Aim of the task: Below are the records. Restate word for word every line from the one that contains "Please identify the bird's pale" through the final line, both included.
+ + +
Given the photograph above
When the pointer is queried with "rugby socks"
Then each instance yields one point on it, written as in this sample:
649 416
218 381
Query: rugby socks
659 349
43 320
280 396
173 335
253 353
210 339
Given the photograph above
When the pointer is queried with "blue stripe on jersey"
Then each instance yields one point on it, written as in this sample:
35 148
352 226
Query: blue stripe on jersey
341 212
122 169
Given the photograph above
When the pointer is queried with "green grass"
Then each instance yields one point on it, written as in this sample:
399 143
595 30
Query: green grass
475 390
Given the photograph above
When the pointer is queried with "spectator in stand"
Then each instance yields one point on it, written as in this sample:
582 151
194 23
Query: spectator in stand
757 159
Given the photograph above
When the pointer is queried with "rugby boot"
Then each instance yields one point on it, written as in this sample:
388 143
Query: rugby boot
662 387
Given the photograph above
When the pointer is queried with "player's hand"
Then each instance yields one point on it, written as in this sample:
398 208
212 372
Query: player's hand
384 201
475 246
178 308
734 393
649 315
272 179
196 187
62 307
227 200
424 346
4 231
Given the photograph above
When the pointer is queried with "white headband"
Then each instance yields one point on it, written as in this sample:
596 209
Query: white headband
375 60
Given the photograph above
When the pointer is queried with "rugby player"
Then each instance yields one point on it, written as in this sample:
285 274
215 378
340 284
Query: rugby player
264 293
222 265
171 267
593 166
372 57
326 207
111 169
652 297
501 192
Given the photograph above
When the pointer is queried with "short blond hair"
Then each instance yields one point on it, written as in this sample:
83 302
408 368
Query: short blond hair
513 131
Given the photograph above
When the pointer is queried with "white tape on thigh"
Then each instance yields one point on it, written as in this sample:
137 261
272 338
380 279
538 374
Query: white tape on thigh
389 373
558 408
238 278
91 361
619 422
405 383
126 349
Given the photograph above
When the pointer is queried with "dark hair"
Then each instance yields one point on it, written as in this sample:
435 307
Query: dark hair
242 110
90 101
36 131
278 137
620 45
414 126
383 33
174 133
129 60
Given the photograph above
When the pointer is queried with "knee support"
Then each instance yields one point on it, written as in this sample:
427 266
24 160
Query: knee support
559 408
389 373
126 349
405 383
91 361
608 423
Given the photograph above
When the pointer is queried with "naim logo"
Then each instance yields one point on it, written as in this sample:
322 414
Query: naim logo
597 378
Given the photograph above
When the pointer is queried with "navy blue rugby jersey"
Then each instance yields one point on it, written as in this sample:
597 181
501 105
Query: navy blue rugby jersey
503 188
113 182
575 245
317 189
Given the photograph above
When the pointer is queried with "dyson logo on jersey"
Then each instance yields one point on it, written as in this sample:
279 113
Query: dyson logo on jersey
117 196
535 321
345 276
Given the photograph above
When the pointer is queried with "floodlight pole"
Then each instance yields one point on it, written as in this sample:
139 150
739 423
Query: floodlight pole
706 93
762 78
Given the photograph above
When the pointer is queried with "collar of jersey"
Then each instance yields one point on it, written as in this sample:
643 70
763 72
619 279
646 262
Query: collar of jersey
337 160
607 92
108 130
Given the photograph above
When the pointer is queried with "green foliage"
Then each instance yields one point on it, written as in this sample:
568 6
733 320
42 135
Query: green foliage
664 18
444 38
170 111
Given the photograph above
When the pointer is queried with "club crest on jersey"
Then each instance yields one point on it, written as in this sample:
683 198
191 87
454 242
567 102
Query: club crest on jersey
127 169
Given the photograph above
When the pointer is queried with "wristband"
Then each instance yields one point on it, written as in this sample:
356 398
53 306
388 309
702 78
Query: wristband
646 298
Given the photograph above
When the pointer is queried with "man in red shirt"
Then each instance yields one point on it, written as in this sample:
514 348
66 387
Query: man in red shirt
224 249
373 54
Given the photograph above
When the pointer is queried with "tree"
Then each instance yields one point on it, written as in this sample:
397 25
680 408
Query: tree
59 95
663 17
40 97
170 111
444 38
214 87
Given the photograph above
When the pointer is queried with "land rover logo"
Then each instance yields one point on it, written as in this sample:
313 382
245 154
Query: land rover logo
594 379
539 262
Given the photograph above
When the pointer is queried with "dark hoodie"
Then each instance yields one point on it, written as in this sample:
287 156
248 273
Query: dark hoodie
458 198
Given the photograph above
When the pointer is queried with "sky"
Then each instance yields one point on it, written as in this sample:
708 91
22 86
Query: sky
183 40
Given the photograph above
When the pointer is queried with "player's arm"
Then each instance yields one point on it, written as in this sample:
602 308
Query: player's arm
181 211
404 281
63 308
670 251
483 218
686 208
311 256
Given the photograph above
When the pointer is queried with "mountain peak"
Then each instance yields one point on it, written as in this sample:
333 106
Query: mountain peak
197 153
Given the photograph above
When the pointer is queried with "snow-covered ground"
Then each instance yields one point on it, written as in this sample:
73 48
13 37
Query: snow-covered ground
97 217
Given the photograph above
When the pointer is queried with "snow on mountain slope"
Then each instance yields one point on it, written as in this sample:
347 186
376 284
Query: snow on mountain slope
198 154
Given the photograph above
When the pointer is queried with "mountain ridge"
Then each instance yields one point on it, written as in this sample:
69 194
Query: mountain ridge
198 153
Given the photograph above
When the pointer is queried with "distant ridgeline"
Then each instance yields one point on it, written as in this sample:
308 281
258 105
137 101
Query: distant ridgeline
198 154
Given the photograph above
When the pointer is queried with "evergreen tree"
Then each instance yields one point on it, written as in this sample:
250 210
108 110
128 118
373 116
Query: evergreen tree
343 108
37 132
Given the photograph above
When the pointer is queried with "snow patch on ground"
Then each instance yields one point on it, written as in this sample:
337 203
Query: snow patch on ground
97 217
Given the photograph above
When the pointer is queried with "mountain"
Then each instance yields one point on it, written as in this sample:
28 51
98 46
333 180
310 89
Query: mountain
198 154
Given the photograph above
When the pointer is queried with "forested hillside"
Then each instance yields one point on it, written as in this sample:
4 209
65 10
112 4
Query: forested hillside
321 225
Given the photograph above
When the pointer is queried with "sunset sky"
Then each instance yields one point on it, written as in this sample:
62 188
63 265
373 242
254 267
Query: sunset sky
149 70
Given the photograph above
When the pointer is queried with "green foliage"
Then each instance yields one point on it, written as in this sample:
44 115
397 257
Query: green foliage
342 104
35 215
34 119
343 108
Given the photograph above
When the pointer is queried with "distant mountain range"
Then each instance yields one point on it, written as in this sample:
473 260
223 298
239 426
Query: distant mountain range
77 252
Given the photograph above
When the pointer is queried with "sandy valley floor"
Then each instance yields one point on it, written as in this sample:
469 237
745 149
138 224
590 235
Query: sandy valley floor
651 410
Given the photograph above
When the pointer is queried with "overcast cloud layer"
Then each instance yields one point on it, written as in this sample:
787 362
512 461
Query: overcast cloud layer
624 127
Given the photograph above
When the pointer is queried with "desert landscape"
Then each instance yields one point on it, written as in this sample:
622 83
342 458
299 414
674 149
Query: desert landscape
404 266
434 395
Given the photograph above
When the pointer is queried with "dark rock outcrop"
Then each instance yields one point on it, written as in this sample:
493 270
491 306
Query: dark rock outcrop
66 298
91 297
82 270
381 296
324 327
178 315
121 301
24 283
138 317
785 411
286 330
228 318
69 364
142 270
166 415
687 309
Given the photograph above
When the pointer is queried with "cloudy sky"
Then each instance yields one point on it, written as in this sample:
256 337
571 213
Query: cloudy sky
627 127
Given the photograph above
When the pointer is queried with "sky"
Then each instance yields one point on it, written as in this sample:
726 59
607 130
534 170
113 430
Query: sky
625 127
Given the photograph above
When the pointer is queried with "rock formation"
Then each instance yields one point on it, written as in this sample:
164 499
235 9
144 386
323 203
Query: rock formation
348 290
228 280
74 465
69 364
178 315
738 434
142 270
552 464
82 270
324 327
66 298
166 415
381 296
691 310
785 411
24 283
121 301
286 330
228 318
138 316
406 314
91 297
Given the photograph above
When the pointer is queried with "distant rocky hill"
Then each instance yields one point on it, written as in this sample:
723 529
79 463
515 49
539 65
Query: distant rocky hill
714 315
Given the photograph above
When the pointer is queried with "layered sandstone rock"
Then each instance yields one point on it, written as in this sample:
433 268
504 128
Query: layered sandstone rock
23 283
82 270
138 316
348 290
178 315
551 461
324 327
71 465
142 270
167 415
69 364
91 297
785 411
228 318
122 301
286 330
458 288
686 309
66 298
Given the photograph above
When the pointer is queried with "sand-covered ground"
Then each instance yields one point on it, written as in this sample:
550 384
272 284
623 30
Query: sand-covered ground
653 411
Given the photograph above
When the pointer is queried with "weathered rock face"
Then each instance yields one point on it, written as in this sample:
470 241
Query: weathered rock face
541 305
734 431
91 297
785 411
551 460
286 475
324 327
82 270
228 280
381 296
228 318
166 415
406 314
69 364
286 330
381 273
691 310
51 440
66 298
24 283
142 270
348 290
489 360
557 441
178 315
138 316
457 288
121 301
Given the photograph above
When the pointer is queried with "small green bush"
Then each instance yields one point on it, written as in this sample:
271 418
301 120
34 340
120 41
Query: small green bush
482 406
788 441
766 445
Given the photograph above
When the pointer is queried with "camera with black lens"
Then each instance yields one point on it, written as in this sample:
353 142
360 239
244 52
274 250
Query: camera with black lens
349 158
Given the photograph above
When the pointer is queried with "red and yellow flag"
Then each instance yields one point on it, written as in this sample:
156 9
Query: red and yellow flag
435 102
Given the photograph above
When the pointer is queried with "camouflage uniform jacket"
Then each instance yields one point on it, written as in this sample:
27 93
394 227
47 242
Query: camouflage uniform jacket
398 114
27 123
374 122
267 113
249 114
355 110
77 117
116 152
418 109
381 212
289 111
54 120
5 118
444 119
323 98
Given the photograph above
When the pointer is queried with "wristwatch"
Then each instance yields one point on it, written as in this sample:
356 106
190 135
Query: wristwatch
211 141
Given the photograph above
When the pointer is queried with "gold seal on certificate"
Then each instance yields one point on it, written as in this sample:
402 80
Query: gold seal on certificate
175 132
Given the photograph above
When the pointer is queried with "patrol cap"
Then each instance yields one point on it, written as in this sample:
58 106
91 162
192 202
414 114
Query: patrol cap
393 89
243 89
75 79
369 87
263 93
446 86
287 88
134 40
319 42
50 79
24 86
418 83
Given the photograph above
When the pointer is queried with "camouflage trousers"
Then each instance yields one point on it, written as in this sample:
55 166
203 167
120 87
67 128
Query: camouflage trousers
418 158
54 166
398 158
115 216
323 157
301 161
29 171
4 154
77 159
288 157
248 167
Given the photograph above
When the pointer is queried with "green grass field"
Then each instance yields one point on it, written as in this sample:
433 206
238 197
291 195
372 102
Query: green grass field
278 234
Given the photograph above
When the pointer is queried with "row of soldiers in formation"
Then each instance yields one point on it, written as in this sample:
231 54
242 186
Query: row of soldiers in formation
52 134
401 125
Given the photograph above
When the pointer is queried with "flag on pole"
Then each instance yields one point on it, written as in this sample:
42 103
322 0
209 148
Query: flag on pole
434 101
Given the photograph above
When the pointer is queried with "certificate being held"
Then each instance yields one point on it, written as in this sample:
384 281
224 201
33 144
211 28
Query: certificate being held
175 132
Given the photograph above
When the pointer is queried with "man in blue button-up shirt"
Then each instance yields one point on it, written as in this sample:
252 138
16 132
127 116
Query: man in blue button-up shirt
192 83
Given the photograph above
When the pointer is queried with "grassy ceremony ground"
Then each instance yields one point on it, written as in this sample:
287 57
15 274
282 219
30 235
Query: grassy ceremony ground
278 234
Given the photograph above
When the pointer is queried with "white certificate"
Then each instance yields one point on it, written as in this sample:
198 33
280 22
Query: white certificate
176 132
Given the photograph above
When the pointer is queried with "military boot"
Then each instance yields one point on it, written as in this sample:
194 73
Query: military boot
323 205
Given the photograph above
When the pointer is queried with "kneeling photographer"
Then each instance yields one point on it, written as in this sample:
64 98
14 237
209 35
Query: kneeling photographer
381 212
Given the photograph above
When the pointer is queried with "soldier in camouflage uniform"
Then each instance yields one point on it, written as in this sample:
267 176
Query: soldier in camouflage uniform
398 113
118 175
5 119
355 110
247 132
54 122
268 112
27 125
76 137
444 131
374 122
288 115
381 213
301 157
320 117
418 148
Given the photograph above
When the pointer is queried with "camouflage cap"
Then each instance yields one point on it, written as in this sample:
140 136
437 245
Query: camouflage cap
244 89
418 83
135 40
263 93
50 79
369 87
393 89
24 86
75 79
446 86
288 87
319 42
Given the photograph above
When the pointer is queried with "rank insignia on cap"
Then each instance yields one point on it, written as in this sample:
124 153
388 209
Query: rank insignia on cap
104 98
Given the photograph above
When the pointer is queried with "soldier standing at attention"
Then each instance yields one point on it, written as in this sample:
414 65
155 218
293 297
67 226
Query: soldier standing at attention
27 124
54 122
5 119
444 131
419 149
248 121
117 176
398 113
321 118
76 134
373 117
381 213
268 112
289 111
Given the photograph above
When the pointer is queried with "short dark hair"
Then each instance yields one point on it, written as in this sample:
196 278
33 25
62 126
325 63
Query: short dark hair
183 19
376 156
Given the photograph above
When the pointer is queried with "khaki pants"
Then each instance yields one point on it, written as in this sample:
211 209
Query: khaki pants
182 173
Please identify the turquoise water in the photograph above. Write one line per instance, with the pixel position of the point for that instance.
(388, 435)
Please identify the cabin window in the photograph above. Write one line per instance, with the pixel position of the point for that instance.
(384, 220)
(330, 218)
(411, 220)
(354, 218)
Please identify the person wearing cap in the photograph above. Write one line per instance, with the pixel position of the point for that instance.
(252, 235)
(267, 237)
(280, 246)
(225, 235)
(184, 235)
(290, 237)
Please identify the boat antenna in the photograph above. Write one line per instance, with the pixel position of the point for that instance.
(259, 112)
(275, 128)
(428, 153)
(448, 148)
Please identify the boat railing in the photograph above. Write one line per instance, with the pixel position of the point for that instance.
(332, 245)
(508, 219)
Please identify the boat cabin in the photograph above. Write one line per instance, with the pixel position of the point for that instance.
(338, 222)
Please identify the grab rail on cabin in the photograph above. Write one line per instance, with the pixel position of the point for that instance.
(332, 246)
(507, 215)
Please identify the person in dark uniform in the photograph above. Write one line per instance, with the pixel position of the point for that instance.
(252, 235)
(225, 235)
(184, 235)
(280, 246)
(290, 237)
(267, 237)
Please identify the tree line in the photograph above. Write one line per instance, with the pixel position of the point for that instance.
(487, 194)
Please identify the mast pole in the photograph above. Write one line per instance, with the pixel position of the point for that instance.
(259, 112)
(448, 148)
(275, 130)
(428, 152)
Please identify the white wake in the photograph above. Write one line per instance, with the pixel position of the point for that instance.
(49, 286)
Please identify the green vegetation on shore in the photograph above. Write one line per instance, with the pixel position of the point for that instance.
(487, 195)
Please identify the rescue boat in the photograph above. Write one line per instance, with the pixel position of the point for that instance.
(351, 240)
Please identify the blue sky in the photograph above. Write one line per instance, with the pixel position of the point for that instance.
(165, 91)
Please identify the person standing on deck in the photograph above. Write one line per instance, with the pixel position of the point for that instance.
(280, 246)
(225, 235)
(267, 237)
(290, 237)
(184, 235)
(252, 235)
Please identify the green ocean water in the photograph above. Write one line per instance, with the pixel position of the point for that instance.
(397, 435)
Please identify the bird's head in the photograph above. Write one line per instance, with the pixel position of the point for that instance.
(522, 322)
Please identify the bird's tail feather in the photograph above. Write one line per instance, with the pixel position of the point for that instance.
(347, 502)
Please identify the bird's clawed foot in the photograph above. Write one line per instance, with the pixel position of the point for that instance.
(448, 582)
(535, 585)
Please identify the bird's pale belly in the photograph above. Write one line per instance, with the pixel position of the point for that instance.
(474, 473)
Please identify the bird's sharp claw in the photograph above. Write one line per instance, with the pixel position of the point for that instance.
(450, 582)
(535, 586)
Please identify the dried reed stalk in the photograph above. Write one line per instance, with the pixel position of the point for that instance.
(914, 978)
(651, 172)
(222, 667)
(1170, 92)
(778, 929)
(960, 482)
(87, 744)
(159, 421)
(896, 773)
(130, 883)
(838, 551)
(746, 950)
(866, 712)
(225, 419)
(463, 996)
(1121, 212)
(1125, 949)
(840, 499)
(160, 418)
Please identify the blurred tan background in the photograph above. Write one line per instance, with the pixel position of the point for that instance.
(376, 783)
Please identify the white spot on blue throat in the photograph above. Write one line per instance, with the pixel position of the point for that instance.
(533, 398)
+ + +
Worked answer:
Please identify the bird's pale belly in the photograph above. Write one line per instance, with the pixel position of the point for that instance.
(474, 473)
Please identify the bird's sharp claw in the photograph above. Write one line per instance, with the pixel position of the point for that instance.
(450, 582)
(535, 586)
Please identify the dried reed stalk in the photograph above. Write one line per instance, with the pixel position of the point for that instance.
(914, 978)
(651, 172)
(222, 667)
(1170, 92)
(778, 929)
(960, 482)
(87, 744)
(159, 421)
(896, 773)
(130, 883)
(838, 551)
(746, 950)
(866, 712)
(225, 419)
(463, 996)
(1121, 212)
(1125, 949)
(840, 499)
(160, 418)
Please identify the blurred tan background in the photograph above. Write one line per instance, with the pixel position of the point for that instance.
(376, 783)
Please identify the white spot on blue throat in the photograph above. Write one line per instance, with the pixel position of the point for that instance.
(533, 398)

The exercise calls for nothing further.